YOUR OBJECTIVE: Reproduce the records below word for word, starting with the line that contains "Please place a point on the blurred" and continuing through the last line of the records, with both ends included.

DATA LINES:
-=-=-=-=-
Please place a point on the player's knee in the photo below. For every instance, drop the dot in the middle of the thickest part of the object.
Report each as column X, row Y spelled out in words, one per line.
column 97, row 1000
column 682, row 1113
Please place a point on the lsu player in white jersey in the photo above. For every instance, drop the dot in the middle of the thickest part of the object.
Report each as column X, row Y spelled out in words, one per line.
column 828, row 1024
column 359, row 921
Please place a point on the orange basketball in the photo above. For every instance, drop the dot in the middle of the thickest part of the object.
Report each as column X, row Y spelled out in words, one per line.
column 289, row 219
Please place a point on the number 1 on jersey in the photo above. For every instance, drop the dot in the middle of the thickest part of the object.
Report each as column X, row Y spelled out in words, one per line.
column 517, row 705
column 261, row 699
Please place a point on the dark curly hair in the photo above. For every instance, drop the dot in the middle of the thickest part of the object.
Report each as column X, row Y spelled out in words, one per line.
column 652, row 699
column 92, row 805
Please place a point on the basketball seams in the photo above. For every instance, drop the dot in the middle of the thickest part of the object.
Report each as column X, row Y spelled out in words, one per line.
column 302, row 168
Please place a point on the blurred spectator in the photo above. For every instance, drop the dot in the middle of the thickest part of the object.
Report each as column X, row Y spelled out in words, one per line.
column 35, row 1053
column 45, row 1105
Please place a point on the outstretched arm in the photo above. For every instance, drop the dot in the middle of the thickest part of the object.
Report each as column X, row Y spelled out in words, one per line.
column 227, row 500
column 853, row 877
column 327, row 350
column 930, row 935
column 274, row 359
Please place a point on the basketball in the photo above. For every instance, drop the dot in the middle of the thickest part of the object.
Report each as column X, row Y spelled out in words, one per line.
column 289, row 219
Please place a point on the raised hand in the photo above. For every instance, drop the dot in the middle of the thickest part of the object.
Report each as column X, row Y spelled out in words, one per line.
-=-=-=-=-
CORRECT RESPONSE:
Please place a point on the blurred spectator in the photo above. For every instance, drop the dot in the middle of the thickest part of the object.
Report each as column X, row Y spelled out in words, one per line.
column 35, row 1053
column 45, row 1105
Please place a point on the outstretched arm in the photo above. For every instance, drop the dot in the middle of the thickest part of the object.
Report each as column X, row Y spelled out in words, one per line.
column 227, row 500
column 853, row 877
column 327, row 350
column 930, row 935
column 274, row 359
Please place a point on the basketball in the photo above. For every instance, drop the dot in the middle of the thickest part of the object.
Report each as column X, row Y spelled out in words, one per line.
column 289, row 219
Please place a point on the raised hand in the photo above. For every instance, drop the dot in the middle of the thickest part of the object.
Report each as column X, row Y spelled out in words, one per line.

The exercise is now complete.